Given text:
Upon consideration I have 2 things to add:

1  Ya, so say you have a newer character like mine for instance.   If within the first few months of existance you have more than like 2 or 3 skills.    Your probably wasting UE.     If you get 10 ue, and you spread them out between like 4 skills.   Your definately wasting your ue.    Well not wasting, but not making progress in any of them.

2-  Newer players please don't  be easily angered by the Bubblegum Bitch Board.   People argue here all the time.   Pretty heatedly sometimes.    Also older chars, hey noone knows everything.    I was a noob once.   And acted accordingly.  heh

(Edited by Jotun at 11:34 am on June 23, 2009)

Well if there's one thing the Sims has taught me, it's that baking a cake without knowing if you're any good will get you killed.

I agree about the past tense thing, but I don't think it applies here. If you've not done shit, you know that you will be shit at shit. So you try the shit, KNOWING that you will do shit shittily. You then know that in the future, the shit that you do will be done slightly less shittily than before. At no point in this progression are you likely to have no idea how good you are, and find yourself having to resort to putting your life at risk in, say, a knife fight just to get access to information about your own ability.

I realise that knife fights are an important part of learning how to knife fight, but I mean... I don't know if I'm any good at knife fights. I suspect I'm not, but who can say. Perhaps I should get out there and slice someone up so I find out. Oh wait, I just checked my brain, and it says I would probably die.

Instructions to follow: Reproduce, word for word, the stretch of the forum posts from "Upon consideration I" through "June 23, 2009)".

Entries pointing to named objects:
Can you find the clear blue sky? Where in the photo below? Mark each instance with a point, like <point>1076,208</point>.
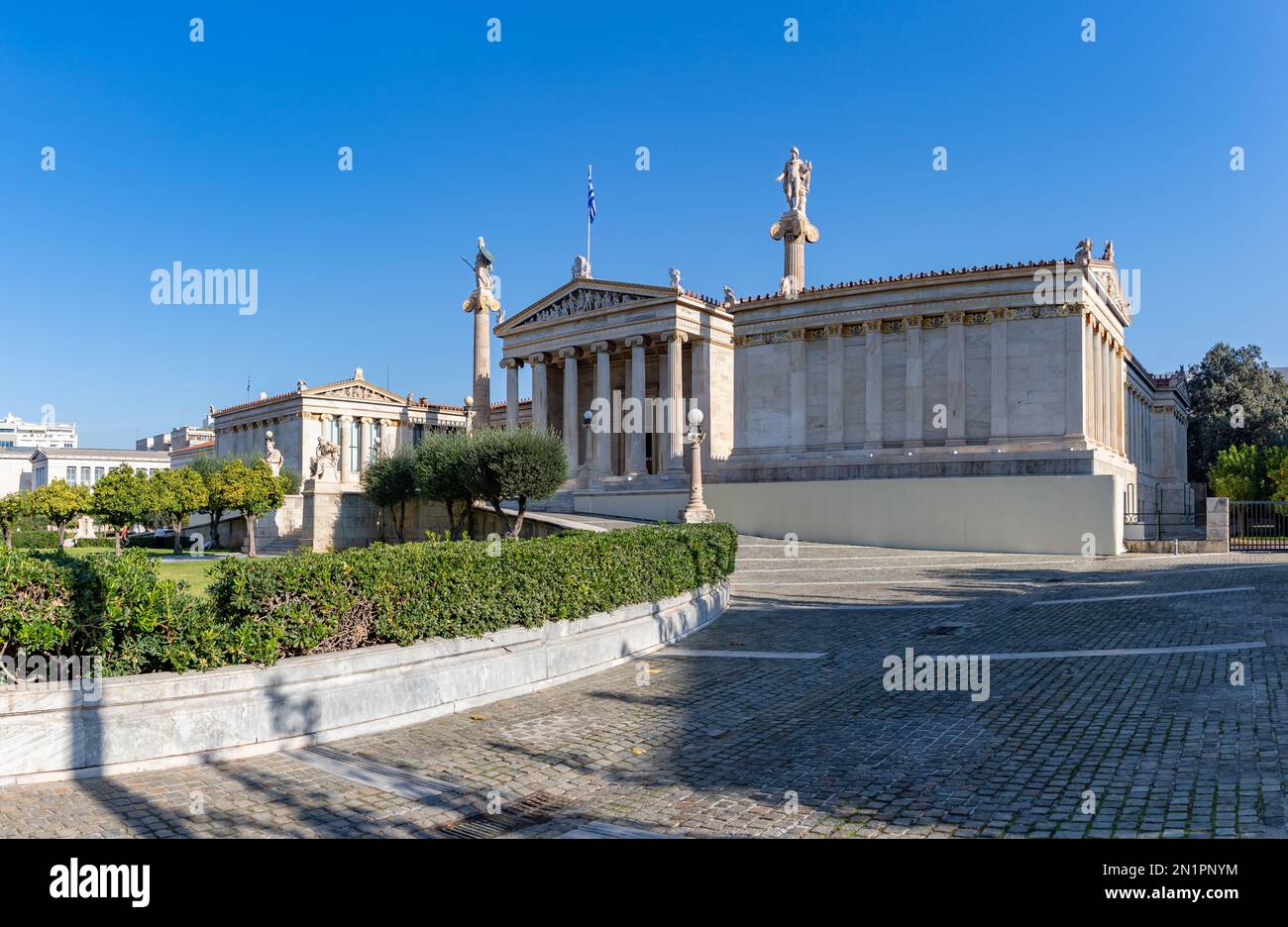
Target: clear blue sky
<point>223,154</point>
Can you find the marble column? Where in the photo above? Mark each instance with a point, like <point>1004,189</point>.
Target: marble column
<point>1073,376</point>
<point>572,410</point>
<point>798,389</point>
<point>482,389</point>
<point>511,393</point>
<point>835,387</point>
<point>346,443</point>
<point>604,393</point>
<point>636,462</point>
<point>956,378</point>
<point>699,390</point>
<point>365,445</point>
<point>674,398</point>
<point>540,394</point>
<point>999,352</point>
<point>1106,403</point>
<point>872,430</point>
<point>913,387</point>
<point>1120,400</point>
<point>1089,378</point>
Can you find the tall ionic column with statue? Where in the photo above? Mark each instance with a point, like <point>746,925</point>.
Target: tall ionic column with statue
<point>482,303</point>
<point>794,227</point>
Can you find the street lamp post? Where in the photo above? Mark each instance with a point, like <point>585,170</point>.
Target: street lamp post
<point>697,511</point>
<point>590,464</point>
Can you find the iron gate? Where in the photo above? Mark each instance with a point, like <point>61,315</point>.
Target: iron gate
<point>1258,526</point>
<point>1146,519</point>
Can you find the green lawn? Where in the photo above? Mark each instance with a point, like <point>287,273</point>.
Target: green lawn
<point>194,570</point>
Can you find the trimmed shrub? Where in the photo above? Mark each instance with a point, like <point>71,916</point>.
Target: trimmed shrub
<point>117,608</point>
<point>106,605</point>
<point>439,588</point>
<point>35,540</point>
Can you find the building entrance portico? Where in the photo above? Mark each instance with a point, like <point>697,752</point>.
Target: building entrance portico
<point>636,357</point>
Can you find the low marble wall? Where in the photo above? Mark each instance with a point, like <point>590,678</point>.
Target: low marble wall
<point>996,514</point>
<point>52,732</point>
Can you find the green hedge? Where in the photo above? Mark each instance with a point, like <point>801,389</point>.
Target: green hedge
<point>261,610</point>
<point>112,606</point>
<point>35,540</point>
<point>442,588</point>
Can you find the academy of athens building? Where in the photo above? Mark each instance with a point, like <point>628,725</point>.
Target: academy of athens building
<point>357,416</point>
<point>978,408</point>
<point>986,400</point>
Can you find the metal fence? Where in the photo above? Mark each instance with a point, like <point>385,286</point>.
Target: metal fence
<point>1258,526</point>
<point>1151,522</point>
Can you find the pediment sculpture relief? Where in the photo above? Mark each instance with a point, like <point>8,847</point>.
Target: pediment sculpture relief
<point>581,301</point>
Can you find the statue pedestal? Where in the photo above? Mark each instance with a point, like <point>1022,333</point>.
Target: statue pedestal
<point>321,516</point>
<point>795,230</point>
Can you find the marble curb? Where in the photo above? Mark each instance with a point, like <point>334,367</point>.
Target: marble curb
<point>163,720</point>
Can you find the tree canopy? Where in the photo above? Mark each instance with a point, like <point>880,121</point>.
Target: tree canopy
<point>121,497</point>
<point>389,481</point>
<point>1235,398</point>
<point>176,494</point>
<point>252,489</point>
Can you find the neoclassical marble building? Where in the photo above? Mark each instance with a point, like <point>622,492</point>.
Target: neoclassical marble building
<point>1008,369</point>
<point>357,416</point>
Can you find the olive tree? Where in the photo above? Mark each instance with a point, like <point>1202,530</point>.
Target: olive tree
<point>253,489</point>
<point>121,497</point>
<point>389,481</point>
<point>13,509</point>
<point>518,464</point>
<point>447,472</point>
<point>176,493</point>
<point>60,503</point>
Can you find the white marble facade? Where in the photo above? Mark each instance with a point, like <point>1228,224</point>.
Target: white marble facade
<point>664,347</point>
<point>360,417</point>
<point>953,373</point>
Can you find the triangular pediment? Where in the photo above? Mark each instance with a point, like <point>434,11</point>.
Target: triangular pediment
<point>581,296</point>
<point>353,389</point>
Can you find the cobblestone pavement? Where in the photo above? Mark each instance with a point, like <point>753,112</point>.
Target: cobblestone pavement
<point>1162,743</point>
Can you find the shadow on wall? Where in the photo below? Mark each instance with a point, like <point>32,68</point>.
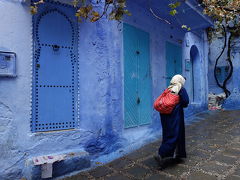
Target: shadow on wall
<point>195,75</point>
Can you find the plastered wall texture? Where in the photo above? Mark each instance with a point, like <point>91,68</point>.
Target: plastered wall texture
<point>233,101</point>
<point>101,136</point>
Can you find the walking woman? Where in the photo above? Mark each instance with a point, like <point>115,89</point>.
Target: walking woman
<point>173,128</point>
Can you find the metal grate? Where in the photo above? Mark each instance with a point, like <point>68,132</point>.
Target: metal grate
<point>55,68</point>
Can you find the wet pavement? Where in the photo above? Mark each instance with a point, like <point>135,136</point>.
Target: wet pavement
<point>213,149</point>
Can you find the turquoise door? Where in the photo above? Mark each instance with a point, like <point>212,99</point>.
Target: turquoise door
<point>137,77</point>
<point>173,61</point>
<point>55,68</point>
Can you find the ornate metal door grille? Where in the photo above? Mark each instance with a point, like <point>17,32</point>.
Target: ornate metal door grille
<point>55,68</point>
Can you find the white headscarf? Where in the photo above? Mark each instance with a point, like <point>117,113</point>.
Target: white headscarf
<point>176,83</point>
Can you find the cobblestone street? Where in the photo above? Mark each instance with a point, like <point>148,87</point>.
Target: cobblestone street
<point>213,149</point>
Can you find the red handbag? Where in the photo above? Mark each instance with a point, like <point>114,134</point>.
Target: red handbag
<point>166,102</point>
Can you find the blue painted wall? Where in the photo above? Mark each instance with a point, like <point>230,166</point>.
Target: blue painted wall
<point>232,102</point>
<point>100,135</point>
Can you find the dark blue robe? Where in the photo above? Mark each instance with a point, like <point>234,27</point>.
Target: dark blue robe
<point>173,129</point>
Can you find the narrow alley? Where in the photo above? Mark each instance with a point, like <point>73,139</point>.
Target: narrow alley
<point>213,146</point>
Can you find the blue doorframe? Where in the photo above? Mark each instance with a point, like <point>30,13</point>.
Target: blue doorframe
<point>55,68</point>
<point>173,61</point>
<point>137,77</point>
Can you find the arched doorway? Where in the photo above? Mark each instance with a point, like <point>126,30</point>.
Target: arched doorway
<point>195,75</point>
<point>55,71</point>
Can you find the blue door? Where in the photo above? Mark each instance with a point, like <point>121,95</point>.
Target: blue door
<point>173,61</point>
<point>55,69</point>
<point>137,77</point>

Full solution:
Upon consideration I have 2 things to add:

1  Ya, so say you have a newer character like mine for instance.   If within the first few months of existance you have more than like 2 or 3 skills.    Your probably wasting UE.     If you get 10 ue, and you spread them out between like 4 skills.   Your definately wasting your ue.    Well not wasting, but not making progress in any of them.

2-  Newer players please don't  be easily angered by the Bubblegum Bitch Board.   People argue here all the time.   Pretty heatedly sometimes.    Also older chars, hey noone knows everything.    I was a noob once.   And acted accordingly.  heh

(Edited by Jotun at 11:34 am on June 23, 2009)